• The task:
Where in the listing does the word "exact" appear? Report each line that holds it.

• Recorded data:
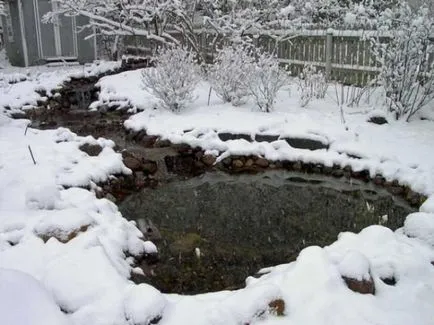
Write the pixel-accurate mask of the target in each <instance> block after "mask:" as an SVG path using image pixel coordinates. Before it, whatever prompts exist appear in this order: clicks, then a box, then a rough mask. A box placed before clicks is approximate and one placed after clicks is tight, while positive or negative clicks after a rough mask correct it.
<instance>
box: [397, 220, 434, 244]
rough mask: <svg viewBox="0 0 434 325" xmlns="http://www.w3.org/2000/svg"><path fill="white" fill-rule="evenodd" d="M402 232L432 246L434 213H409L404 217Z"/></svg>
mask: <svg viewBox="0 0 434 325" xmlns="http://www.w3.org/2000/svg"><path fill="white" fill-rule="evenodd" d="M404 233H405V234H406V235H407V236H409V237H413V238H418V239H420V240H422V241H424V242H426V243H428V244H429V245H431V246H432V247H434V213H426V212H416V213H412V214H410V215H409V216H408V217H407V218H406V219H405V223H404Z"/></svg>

---

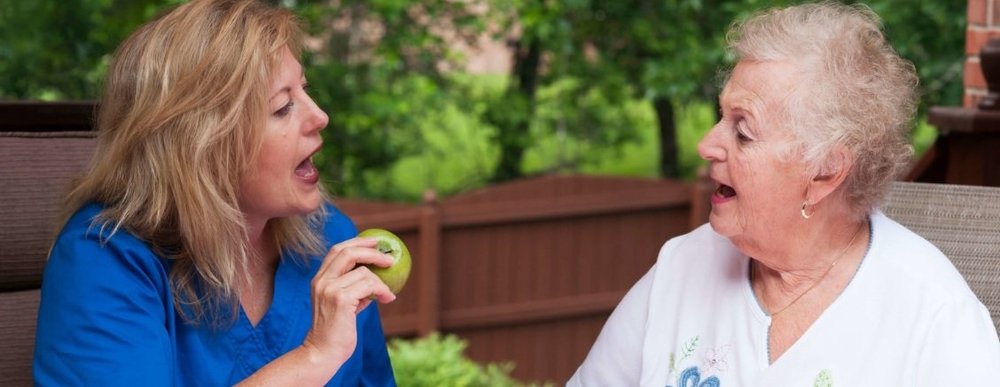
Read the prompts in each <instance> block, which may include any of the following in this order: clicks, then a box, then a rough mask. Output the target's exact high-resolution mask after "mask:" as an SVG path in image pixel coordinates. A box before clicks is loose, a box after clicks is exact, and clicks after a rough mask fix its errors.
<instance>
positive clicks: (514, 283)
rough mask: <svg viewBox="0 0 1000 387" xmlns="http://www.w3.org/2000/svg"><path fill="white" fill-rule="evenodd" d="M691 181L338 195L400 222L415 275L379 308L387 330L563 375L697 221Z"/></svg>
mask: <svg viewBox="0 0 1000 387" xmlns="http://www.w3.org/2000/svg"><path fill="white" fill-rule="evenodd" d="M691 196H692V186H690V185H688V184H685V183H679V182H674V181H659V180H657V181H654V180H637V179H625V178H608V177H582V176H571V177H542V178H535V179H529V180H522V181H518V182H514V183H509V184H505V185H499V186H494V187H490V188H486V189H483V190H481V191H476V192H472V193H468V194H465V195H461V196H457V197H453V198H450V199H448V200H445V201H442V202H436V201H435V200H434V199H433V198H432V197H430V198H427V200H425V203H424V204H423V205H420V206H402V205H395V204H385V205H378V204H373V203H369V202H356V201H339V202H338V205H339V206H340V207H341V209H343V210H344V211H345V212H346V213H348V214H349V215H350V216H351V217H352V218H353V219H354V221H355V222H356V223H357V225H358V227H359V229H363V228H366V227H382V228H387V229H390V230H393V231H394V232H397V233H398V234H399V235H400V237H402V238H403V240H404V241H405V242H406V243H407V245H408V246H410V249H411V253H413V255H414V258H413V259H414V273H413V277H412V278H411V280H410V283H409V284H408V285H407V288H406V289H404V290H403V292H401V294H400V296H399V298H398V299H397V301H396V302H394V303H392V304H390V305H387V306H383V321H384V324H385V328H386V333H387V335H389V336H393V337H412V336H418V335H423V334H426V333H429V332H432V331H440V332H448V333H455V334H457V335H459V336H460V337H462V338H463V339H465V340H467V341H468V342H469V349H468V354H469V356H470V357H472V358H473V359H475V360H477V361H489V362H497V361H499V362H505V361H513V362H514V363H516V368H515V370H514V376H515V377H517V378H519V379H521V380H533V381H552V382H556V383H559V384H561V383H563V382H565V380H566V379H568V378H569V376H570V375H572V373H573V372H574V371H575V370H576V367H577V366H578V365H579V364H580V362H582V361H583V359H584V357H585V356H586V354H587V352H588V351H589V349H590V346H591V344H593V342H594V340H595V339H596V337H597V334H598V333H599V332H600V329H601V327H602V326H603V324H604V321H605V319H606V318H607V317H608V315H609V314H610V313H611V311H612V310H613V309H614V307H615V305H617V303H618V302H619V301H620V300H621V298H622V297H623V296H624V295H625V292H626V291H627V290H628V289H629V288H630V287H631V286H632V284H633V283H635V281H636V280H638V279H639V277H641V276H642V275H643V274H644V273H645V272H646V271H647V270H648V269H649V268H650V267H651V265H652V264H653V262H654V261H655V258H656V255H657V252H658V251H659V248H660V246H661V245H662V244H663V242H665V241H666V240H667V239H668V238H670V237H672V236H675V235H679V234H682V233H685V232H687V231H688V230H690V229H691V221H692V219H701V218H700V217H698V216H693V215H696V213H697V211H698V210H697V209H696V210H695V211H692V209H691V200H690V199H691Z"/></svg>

...

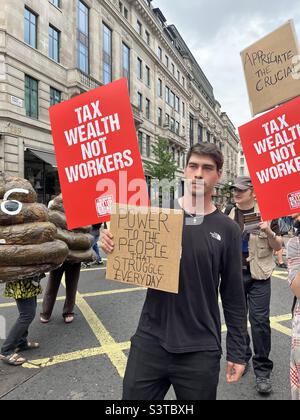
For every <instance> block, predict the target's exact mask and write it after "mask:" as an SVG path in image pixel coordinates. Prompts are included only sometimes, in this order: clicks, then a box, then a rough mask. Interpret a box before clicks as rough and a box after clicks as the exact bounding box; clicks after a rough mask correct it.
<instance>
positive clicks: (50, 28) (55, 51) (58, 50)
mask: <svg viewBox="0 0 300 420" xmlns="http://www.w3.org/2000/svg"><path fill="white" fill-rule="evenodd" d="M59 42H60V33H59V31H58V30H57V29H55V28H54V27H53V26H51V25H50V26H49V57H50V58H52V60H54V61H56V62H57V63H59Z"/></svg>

• Written answer:
Read the prompts in each <instance> block, which may include any of the following in this order: clicks, then a box, then a rough mask. Output the target's exact high-resolution mask after "mask:" as an SVG path in image pixel coordinates. A box before clicks is loose, a box after clicks is exact, and clicks after a rough mask fix its errors.
For every <instance> block, predict the target's exact mask and write it after "mask:" as an SVG path in image pixel coordinates. Prompts are included only sometimes, in this order: clicks, then a box, then a rough mask. Interpret a box before clicks as rough and a box after clicks as the exact bounding box; clicks after a rough mask correct it.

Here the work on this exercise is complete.